▼

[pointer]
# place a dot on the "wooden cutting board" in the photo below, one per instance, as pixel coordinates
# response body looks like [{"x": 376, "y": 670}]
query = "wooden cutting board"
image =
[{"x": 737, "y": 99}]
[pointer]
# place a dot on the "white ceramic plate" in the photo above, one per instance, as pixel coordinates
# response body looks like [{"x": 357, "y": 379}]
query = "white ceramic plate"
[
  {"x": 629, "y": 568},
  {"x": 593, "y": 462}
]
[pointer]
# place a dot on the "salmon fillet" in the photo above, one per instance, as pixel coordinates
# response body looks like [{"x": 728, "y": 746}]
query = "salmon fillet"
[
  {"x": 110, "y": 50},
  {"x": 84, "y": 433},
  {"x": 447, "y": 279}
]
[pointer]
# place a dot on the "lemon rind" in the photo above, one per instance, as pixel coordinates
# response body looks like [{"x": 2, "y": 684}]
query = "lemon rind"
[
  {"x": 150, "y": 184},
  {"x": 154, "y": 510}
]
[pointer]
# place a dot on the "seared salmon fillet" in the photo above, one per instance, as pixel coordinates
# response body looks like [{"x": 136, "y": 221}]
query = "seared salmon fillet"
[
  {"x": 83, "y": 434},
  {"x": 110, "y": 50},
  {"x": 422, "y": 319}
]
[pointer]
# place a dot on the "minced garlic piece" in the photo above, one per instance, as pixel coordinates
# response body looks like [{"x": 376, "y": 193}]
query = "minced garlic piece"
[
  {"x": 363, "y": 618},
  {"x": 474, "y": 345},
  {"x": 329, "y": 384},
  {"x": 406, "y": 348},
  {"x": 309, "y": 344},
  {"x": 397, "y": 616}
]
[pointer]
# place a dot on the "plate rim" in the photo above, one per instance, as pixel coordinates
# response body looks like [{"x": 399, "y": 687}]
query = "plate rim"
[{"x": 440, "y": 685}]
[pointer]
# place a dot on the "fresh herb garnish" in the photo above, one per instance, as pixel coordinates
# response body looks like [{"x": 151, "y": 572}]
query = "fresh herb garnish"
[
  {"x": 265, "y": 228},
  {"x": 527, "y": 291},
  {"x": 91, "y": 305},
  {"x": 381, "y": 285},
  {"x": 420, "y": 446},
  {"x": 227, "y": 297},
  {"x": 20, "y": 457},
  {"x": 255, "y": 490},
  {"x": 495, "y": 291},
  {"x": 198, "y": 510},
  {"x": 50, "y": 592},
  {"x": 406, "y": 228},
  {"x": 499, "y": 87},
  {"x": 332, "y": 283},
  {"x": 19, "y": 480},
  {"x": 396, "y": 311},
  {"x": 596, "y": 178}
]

▲

- _WHAT YOU NEED TO DO_: Please set down each line of the records exactly as given.

- _SOLUTION FOR THIS EXERCISE_:
[pointer]
# place a dot on the "wooden cutting board" in the photo below, one per instance, as pixel coordinates
# response body looks like [{"x": 376, "y": 670}]
query = "wooden cutting board"
image =
[{"x": 737, "y": 99}]
[pointer]
# place a dot on the "white ceramic plate" in the photo above, one per instance, as pixel coordinates
# response body looks like [{"x": 357, "y": 379}]
query = "white ceramic plate"
[
  {"x": 629, "y": 568},
  {"x": 593, "y": 462}
]
[pointer]
# place a dot on the "salmon fillet" in the photo above, one per instance, as pixel coordinates
# response body looks like [{"x": 728, "y": 746}]
query = "salmon fillet"
[
  {"x": 110, "y": 50},
  {"x": 84, "y": 433},
  {"x": 447, "y": 279}
]
[pointer]
# place a dot on the "lemon rind" in the photo above, one per instance, as pixel coordinates
# response body looks like [{"x": 2, "y": 684}]
query = "lemon rind"
[
  {"x": 150, "y": 184},
  {"x": 154, "y": 510}
]
[pointer]
# place a dot on the "seared salmon fillet" in the photo above, one per instance, as pixel coordinates
# response body looks like [{"x": 136, "y": 221}]
query = "seared salmon fillet"
[
  {"x": 83, "y": 434},
  {"x": 110, "y": 50},
  {"x": 422, "y": 319}
]
[pointer]
# place a dot on the "minced garlic piece" in the photo above, one per instance, as pixel coordinates
# response body looks like [{"x": 376, "y": 193}]
query = "minced garlic piece"
[
  {"x": 363, "y": 618},
  {"x": 474, "y": 345},
  {"x": 329, "y": 384},
  {"x": 406, "y": 348},
  {"x": 309, "y": 344},
  {"x": 397, "y": 616}
]
[pointer]
# place a dot on the "plate rim" in the photo above, one per instance, as pixel coordinates
# response body looks like [{"x": 399, "y": 687}]
query = "plate rim"
[{"x": 440, "y": 685}]
[pointer]
# place a dot on the "fresh herb garnish" in the photo above, one per instance, as pixel coordinates
# response body looks like [{"x": 151, "y": 572}]
query = "fresh herb garnish"
[
  {"x": 265, "y": 228},
  {"x": 527, "y": 291},
  {"x": 91, "y": 305},
  {"x": 381, "y": 285},
  {"x": 420, "y": 446},
  {"x": 227, "y": 297},
  {"x": 20, "y": 457},
  {"x": 255, "y": 490},
  {"x": 495, "y": 291},
  {"x": 198, "y": 510},
  {"x": 50, "y": 592},
  {"x": 406, "y": 228},
  {"x": 499, "y": 87},
  {"x": 332, "y": 283},
  {"x": 19, "y": 480},
  {"x": 396, "y": 311},
  {"x": 596, "y": 178}
]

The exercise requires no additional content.